Task instructions —
A) In the essay on depression below, who does the writer say will have a list of providers you're covered by?
B) Extend the essay on depression below, picking up right after its final sentence.

Document excerpt —
=======

Hiding In Plain Sight

There’s no easy way to realize that you’ve slipped from “hanging in there” to “I’m not okay”. It can be even harder to share the information with your significant other, or best friend, or your family. It’s terrifying. You ask yourself questions like: How do I get help? How do I even begin to talk about what’s weighing me down? Will my insurance cover this?
It’s a daunting process to say the least.

You don’t want to upset family, you don’t want them to think that you’re on the brink of suicidal tendencies. You’re not so distraught that you want to end your life. I’ve been in these shoes. I’ve thought to myself “I want to live, but living right now feels impossible”. I don’t want anyone to worry about me, I’ll be alright, I’m just not okay right now.

If I could stay in bed all day without functioning, I would. There’s a pit that I feel myself slowly sinking into. Sometimes I fight like hell to beat it, I exercise, I pray, I read and listen to positive things. Other days it beats me down. I’m too tired to fight. There have been times where positive things make me feel worse, lazy, worthless, useless. I’m not strong or “hanging in there” today. Why try?

Depression, anxiety, it has black curling fingers that wrap around my heart and squeeze until there’s no more air left in the room. It winds itself through my mind and tells me lies when I look in the mirror or at other people. Their lives, relationships, families, bodies… You have too many flaws for someone so young, your skin should be better. Why don’t you cook better things for your family, the house is a mess. Exercise more, eat less. You don’t enjoy your children when you’re like this, all you do is yell and berate them.
What is wrong with me? Why am I so broken?

Depressive episodes run like the start of a virus, it starts nasty then becomes worse. Then you begin to realize you need help. Time has passed and you’re not feeling better. Small things jump out and attack your emotions affecting the entirety of your day. Dropping a pen, spilling a drink, bumping into a doorway, a backhanded compliment.

Ask for help, there’s no reason to suffer in silence. Here’s some things you can do to start the process:
First option, tell someone. Anyone. Talk to your primary care provider about finding a therapist in your area, your insurance company will have a list of providers you’re covered by. Ask a friend for a recommendation for someone to see. Tell someone you trust, your best friend, your brother, a coworker.
Second option, get the words and feelings out of your trapped mind.

=======

Raw data —
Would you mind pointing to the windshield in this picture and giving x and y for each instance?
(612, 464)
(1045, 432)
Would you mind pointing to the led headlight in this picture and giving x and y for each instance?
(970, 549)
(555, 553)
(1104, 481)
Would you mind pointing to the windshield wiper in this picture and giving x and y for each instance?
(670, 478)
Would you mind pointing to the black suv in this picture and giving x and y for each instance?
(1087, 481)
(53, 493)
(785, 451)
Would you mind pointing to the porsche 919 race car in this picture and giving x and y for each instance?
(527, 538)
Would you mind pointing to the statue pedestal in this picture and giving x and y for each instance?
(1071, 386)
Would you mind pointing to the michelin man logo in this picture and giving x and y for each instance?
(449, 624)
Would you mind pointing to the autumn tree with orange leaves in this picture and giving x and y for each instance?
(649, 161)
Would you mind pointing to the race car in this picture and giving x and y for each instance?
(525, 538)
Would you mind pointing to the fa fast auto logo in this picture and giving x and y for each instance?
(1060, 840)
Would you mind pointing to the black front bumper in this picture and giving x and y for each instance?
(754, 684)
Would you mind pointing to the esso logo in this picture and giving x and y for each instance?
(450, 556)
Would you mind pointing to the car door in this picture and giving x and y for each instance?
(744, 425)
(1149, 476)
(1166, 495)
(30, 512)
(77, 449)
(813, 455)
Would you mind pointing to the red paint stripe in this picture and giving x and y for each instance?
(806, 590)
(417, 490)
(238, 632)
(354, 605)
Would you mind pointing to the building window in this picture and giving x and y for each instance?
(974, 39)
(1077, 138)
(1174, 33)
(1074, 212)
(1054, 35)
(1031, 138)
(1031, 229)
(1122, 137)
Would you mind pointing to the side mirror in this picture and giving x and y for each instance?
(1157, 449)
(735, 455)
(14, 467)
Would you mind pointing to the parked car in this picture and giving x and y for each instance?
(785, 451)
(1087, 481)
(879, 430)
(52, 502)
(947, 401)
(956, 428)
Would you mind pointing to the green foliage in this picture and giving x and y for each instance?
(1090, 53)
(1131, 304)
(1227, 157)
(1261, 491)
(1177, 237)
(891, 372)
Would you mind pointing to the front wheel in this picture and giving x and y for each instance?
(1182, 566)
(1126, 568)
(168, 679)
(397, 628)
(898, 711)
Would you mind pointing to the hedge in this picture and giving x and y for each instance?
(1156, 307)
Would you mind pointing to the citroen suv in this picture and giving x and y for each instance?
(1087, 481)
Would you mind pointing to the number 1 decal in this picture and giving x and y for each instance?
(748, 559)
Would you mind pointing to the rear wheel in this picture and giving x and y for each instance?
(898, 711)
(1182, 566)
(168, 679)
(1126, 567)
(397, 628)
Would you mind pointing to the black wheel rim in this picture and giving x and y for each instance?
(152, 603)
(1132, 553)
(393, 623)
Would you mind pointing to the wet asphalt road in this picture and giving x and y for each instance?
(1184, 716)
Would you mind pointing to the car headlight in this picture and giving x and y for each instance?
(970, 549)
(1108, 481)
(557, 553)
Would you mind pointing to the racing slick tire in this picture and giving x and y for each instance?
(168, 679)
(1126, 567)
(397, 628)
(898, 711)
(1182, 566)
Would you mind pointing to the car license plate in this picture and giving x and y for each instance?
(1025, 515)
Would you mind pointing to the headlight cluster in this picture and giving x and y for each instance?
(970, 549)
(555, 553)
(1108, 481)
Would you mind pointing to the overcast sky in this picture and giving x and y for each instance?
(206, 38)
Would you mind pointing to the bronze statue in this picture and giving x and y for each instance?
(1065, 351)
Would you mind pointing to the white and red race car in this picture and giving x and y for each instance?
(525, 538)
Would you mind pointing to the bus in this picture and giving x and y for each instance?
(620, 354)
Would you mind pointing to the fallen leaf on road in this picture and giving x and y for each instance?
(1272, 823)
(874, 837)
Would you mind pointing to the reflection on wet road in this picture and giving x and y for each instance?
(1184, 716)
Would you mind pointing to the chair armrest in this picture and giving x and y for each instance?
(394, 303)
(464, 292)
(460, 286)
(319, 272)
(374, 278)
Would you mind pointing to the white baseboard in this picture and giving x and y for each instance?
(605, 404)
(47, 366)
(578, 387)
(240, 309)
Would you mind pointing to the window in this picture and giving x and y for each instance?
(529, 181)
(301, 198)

=======

Numbered answers —
A) Your insurance company.

B)
If you can’t share with someone utilize a pen and paper. Keeping a journal is an outlet, it gets your thoughts down and out of your head and easier to reflect on. Read your words over and look at what your current circumstances are. Did you just have a baby? Emotional trauma that resurfaces around the same time each year? A death that affected you? Relocation to a new area? Difficulties parenting? Massive debts weighing you down? Maybe it’s sixteen different things.
There’s always a place to start.

Once I was distraught over something that seemed mundane, my baby’s gender. There are women struggling all over to become pregnant and I was considering giving my baby up for adoption, just because I couldn’t handle the thought of another boy... I wrote out all of the sadness I held in my heart and noticed after a few weeks there was a cycle. An endless loop. I could practically count down the days to when my next “episode” would be. Something was wrong and I needed help because I slowly was disconnecting with my family. I felt sick.

I was sick and needed help, so I talked to my O.B. It sounds cliché to say she saved me but I truly believe my postpartum depression experience would have been a living hell if I hadn’t gone in that day and just said, “I’m not okay”. That was it. From there we talked about my options, therapy in and out of the office, the safest medication if I needed it, most importantly my home support system. I consider myself incredibly lucky to have a husband who takes my mood swings seriously. If it wasn’t for him I may never have talked to my doctor.

I still have days where I feel the waves crashing down on me. I feel hopeless and trapped. No matter what I do, I can’t help make my situation better. Life does that to us, it comes down at all once. You lose a job while receiving a life altering medical diagnosis. You declare bankruptcy while you’re growing a family. You lose a loved one or suffer a wedge between family do to a separation. The phrase I find myself repeating over and over is “it’s not supposed to be this way”. It’s supposed to get better, not worse.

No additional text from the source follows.